WHAT IS ASKED:
Please change "cobblestone pavement" to "paved stone square" in the data between the lines holding "The query is: statue of rider" and "[553,215,766,369]", inclusive. Give only those lines again, with nothing else altered.

STORED RECORDS:
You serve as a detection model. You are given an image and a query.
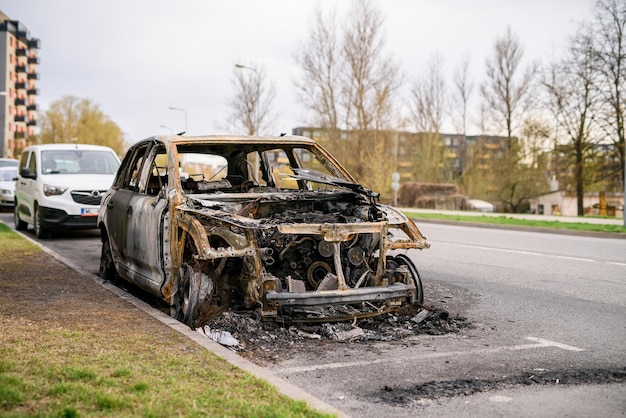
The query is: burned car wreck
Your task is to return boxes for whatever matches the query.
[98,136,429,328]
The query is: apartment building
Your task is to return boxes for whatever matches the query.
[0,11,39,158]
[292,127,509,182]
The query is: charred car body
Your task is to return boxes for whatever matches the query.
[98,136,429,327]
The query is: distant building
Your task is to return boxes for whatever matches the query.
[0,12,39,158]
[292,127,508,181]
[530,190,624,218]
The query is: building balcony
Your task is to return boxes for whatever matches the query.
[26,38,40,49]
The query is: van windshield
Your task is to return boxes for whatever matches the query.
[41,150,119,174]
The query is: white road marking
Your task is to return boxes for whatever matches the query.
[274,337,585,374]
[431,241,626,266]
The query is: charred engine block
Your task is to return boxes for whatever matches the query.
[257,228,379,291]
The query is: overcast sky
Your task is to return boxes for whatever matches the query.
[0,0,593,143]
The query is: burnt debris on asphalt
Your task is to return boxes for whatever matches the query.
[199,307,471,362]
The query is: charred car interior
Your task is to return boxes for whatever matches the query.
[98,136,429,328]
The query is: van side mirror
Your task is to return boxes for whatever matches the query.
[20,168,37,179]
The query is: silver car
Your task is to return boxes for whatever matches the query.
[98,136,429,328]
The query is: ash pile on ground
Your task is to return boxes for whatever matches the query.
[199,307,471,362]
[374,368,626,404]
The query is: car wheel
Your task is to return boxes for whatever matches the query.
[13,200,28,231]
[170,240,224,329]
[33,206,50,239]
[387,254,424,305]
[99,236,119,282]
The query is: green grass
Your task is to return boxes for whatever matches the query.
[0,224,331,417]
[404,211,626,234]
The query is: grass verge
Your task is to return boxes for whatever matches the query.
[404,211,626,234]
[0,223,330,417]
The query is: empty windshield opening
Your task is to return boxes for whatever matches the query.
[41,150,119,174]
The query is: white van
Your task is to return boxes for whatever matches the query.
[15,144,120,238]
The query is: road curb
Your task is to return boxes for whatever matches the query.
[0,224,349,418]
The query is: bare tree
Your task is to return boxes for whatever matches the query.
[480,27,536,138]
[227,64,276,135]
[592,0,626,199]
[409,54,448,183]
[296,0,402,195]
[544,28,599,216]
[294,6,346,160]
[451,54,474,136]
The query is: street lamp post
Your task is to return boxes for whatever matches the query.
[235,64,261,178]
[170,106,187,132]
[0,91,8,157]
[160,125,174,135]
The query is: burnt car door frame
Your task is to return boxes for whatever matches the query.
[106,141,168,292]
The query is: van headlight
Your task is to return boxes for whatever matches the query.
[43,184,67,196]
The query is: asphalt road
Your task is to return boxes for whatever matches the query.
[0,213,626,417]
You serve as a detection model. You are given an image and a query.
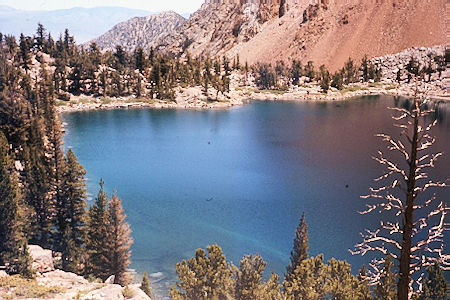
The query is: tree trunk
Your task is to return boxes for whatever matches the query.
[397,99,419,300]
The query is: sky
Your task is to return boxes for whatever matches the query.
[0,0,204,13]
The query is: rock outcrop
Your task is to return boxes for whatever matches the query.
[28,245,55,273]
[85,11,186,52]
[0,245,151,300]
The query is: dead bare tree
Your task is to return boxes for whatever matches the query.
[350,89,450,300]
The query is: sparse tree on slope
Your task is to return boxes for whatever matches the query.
---
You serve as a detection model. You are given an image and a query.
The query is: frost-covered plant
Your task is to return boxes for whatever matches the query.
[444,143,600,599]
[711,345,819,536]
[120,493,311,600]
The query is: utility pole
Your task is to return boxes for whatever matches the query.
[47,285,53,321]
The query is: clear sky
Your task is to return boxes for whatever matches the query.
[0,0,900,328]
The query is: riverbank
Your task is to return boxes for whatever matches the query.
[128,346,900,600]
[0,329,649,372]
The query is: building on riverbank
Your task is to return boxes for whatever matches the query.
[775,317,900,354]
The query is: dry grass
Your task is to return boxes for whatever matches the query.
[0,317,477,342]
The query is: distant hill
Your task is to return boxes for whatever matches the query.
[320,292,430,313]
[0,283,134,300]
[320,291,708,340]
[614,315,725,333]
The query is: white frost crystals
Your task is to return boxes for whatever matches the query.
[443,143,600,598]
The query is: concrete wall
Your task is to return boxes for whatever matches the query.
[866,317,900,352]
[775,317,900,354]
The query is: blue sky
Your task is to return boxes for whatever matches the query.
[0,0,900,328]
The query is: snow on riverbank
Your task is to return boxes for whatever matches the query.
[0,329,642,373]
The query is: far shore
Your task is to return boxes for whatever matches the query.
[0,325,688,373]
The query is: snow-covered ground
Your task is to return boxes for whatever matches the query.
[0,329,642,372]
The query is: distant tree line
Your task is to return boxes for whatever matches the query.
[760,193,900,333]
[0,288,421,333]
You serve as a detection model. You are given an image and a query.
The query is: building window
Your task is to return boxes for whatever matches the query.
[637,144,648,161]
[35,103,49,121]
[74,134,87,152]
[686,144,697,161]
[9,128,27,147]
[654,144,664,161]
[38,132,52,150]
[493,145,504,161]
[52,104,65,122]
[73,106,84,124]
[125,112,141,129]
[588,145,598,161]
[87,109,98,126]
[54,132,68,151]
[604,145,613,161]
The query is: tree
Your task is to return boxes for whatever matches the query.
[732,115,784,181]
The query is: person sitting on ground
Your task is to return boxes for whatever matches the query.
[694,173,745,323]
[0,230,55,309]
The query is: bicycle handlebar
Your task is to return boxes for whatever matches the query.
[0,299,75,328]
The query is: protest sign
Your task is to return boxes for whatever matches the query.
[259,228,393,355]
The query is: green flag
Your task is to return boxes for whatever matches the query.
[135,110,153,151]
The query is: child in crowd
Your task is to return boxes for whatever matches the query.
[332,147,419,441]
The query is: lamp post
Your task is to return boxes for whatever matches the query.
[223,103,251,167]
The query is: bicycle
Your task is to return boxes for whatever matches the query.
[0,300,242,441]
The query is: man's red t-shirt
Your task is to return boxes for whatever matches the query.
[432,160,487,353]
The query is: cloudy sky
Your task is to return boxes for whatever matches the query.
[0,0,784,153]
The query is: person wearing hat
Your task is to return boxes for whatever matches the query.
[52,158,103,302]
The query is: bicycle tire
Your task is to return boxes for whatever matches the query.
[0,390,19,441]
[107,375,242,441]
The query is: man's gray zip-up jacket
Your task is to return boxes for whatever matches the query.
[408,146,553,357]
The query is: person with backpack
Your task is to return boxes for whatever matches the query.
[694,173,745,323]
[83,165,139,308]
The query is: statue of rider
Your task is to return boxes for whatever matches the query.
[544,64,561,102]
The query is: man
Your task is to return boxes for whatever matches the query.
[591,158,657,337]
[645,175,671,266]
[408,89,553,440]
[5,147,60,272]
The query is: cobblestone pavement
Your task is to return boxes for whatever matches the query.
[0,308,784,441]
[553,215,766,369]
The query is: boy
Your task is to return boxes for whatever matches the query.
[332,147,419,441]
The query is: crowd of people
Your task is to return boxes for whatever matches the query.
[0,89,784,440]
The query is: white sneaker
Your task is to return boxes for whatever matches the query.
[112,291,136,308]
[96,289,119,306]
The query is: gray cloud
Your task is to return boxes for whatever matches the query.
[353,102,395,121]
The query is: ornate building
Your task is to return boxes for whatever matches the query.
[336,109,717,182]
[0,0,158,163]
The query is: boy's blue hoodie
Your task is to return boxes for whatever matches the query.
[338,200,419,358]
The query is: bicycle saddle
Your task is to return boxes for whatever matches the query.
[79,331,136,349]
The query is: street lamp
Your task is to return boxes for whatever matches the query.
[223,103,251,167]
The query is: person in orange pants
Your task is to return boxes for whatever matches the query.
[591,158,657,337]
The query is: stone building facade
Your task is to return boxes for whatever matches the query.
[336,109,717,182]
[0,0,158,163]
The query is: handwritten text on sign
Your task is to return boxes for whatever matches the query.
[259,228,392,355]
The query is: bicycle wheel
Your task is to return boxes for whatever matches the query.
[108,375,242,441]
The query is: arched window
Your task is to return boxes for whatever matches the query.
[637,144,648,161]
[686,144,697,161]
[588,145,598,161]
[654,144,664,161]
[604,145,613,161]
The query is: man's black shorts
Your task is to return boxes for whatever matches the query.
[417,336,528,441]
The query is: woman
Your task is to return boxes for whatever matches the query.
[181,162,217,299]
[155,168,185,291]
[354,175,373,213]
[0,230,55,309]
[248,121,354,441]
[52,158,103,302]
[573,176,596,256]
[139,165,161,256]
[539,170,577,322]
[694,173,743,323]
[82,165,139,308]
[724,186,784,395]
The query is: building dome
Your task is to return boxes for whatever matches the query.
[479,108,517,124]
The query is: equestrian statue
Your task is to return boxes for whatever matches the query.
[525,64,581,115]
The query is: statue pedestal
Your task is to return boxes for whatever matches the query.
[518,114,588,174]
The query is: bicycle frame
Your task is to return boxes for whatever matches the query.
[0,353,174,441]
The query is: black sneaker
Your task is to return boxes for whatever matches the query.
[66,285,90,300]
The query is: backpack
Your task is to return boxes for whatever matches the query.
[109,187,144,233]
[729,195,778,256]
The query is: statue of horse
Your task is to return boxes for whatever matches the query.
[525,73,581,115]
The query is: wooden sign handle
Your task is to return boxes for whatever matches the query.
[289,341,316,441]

FULL RESPONSE:
The query is: statue of rider
Your task is to return boxes for whatever matches the query.
[544,64,561,102]
The query is: man
Your task is to return boxes for whatever matches the query.
[591,158,657,337]
[645,175,671,266]
[408,89,553,440]
[5,147,60,272]
The query is: paved stone square
Your task is to return boxes for whatever matches the query.
[0,308,784,441]
[553,215,766,369]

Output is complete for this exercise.